» Your goal: Nothing in the entries may change when they are transcribed.

» Exercise material:
###
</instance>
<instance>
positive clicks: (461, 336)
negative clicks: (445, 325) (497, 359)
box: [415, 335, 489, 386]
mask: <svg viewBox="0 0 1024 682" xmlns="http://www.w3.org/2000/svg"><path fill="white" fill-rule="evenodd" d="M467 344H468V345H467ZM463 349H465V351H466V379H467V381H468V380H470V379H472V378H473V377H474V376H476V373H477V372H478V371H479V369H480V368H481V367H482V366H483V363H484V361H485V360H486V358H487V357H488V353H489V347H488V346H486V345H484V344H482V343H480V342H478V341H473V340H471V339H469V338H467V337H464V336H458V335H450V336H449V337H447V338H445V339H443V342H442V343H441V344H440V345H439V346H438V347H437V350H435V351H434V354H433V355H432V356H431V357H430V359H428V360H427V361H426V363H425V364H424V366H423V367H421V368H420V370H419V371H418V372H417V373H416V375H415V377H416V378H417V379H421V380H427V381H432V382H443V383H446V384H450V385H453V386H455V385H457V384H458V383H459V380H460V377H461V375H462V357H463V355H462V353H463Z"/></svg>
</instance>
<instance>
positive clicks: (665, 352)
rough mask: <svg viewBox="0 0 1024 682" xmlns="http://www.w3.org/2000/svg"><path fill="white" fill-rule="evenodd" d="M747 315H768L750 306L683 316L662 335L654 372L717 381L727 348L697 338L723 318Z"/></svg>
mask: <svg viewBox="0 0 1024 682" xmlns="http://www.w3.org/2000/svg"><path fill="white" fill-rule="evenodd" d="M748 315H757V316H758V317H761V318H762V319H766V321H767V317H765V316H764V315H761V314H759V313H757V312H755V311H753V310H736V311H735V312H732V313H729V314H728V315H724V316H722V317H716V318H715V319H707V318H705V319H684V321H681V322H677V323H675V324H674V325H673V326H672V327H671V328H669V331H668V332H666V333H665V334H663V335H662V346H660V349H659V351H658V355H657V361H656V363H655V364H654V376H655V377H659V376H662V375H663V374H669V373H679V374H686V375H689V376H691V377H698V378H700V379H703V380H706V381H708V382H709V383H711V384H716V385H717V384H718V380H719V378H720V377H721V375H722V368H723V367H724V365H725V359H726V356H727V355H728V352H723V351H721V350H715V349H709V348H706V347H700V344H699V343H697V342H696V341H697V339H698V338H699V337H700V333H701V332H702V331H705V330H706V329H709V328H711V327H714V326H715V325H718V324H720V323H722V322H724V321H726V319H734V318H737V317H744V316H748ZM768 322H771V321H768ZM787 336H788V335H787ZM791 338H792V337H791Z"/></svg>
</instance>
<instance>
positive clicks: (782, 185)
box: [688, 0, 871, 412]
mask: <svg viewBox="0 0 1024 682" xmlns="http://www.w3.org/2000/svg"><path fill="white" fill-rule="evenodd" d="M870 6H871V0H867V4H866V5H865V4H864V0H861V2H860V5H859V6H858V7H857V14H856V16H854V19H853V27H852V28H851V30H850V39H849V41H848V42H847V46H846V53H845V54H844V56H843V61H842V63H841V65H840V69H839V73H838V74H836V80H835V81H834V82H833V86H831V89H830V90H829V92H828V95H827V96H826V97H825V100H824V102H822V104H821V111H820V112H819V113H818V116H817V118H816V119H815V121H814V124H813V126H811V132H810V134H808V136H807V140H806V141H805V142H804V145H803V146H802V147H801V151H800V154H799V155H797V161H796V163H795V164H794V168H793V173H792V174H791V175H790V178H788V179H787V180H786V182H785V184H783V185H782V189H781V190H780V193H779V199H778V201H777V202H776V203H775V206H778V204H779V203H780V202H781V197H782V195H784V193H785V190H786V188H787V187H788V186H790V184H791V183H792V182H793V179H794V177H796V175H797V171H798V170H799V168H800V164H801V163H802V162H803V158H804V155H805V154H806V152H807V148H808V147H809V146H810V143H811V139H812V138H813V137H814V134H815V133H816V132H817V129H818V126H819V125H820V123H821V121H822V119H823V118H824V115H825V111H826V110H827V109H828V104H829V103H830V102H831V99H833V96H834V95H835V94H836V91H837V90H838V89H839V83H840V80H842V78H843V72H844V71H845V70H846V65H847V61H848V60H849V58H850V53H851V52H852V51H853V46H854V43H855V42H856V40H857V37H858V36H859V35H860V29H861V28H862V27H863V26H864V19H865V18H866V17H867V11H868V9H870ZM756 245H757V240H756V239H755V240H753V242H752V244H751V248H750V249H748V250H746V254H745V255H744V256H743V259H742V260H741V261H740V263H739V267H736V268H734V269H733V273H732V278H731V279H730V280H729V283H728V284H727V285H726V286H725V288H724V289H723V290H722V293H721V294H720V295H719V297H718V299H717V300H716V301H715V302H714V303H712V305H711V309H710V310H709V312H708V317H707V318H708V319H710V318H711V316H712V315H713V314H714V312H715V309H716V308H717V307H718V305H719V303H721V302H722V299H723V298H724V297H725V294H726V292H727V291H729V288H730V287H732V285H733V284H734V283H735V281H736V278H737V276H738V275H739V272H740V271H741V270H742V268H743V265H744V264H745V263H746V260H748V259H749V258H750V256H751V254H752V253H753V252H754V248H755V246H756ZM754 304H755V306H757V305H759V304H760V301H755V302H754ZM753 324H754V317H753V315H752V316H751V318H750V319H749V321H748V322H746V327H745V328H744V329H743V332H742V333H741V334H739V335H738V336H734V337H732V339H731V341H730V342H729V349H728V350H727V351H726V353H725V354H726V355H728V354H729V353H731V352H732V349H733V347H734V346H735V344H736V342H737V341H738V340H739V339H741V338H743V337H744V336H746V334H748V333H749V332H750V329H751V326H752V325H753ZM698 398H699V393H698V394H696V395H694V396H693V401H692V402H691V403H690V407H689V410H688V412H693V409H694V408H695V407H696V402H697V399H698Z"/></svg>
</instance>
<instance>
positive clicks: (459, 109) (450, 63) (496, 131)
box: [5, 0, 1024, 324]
###
» Solution to the exercise:
</instance>
<instance>
positive clicks: (461, 336)
negative clicks: (445, 325) (497, 359)
box: [415, 335, 489, 386]
mask: <svg viewBox="0 0 1024 682" xmlns="http://www.w3.org/2000/svg"><path fill="white" fill-rule="evenodd" d="M467 344H468V345H467ZM463 349H465V351H466V379H467V381H468V380H470V379H472V378H473V377H474V376H476V373H477V372H478V371H479V369H480V368H481V367H482V366H483V363H484V361H485V360H486V358H487V357H488V353H489V347H488V346H486V345H484V344H482V343H480V342H478V341H473V340H471V339H469V338H467V337H464V336H458V335H450V336H449V337H447V338H445V339H443V342H442V343H441V344H440V345H439V346H438V347H437V350H435V351H434V354H433V355H432V356H431V357H430V359H428V360H427V361H426V363H425V364H424V366H423V367H421V368H420V370H419V371H418V372H417V373H416V375H415V377H416V378H417V379H421V380H427V381H432V382H443V383H446V384H450V385H453V386H455V385H457V384H458V383H459V380H460V377H461V375H462V357H463V355H462V353H463Z"/></svg>
</instance>
<instance>
positive clicks: (665, 352)
rough mask: <svg viewBox="0 0 1024 682" xmlns="http://www.w3.org/2000/svg"><path fill="white" fill-rule="evenodd" d="M747 315H768L750 306L683 316L662 335L654 372L717 381L727 348L697 338L723 318Z"/></svg>
mask: <svg viewBox="0 0 1024 682" xmlns="http://www.w3.org/2000/svg"><path fill="white" fill-rule="evenodd" d="M748 315H757V316H758V317H761V318H762V319H766V321H767V317H765V316H764V315H761V314H759V313H757V312H755V311H753V310H736V311H735V312H732V313H729V314H728V315H724V316H722V317H716V318H715V319H707V318H705V319H684V321H681V322H677V323H675V324H674V325H673V326H672V327H671V328H669V331H668V332H666V333H665V334H663V335H662V346H660V349H659V351H658V355H657V361H656V363H655V364H654V376H655V377H659V376H662V375H663V374H669V373H679V374H686V375H689V376H691V377H698V378H700V379H703V380H706V381H708V382H709V383H711V384H716V385H717V384H718V380H719V378H720V377H721V375H722V368H723V367H724V365H725V359H726V356H727V355H728V352H723V351H721V350H715V349H709V348H706V347H700V344H699V343H697V342H696V341H697V339H698V338H699V337H700V333H701V332H702V331H705V330H706V329H709V328H711V327H714V326H715V325H718V324H720V323H722V322H724V321H726V319H734V318H737V317H744V316H748ZM768 322H771V321H768ZM787 336H788V335H787ZM791 338H792V337H791Z"/></svg>
</instance>
<instance>
positive clicks: (782, 185)
box: [688, 0, 871, 412]
mask: <svg viewBox="0 0 1024 682" xmlns="http://www.w3.org/2000/svg"><path fill="white" fill-rule="evenodd" d="M870 6H871V0H867V4H866V5H865V4H864V0H861V2H860V5H859V6H858V7H857V14H856V16H854V19H853V27H852V28H851V30H850V39H849V41H848V42H847V46H846V53H845V54H844V56H843V61H842V63H841V65H840V69H839V73H838V74H836V80H835V81H834V82H833V86H831V89H830V90H829V92H828V95H827V96H826V97H825V100H824V102H822V104H821V111H820V112H819V113H818V116H817V118H816V119H815V121H814V124H813V126H811V132H810V134H808V136H807V140H806V141H805V142H804V145H803V146H802V147H801V151H800V154H799V155H797V161H796V163H795V164H794V168H793V173H792V174H791V175H790V178H788V179H787V180H786V182H785V184H783V185H782V189H781V190H780V193H779V199H778V201H777V202H776V203H775V206H778V204H779V203H780V202H781V197H782V195H784V193H785V190H786V188H787V187H788V186H790V184H791V183H792V182H793V179H794V177H796V175H797V171H798V170H799V168H800V164H801V163H802V162H803V158H804V155H805V154H806V152H807V148H808V147H809V146H810V143H811V139H812V138H813V137H814V134H815V133H816V132H817V129H818V126H819V125H820V123H821V121H822V119H823V118H824V115H825V111H826V110H827V109H828V104H829V103H830V102H831V99H833V96H834V95H835V94H836V91H837V90H838V89H839V83H840V80H842V78H843V72H844V71H845V70H846V65H847V61H848V60H849V58H850V53H851V52H852V51H853V46H854V43H855V42H856V40H857V37H858V36H859V35H860V29H861V28H862V27H863V26H864V19H865V18H866V17H867V11H868V9H870ZM756 245H757V240H756V239H755V240H753V242H752V244H751V248H750V249H748V250H746V254H745V255H744V256H743V259H742V260H741V261H740V263H739V267H736V268H734V269H733V273H732V278H731V279H730V280H729V283H728V284H727V285H726V286H725V288H724V289H723V290H722V293H721V294H720V295H719V297H718V299H717V300H716V301H715V302H714V303H712V305H711V309H710V310H709V312H708V317H707V318H708V319H710V318H711V316H712V315H713V314H714V312H715V309H716V308H717V307H718V305H719V303H721V302H722V299H723V298H724V297H725V294H726V292H727V291H729V288H730V287H732V285H733V284H734V283H735V281H736V278H737V276H738V275H739V272H740V271H741V270H742V268H743V265H744V264H745V263H746V260H748V259H749V258H750V256H751V254H752V253H753V252H754V248H755V246H756ZM754 304H755V306H757V305H759V304H760V301H755V302H754ZM753 324H754V317H753V315H752V316H751V318H750V319H749V321H748V322H746V327H745V328H744V329H743V332H742V333H741V334H739V335H738V336H734V337H732V339H731V341H730V342H729V349H728V350H727V351H726V353H725V354H726V355H728V354H729V353H731V352H732V349H733V347H734V346H735V344H736V342H737V341H738V340H739V339H741V338H743V337H744V336H746V334H748V333H749V332H750V329H751V326H752V325H753ZM698 398H699V393H698V394H696V395H694V396H693V401H692V402H691V403H690V407H689V410H688V412H693V409H694V408H695V407H696V402H697V399H698Z"/></svg>
</instance>
<instance>
positive clicks: (459, 109) (450, 63) (496, 131)
box: [5, 0, 1024, 324]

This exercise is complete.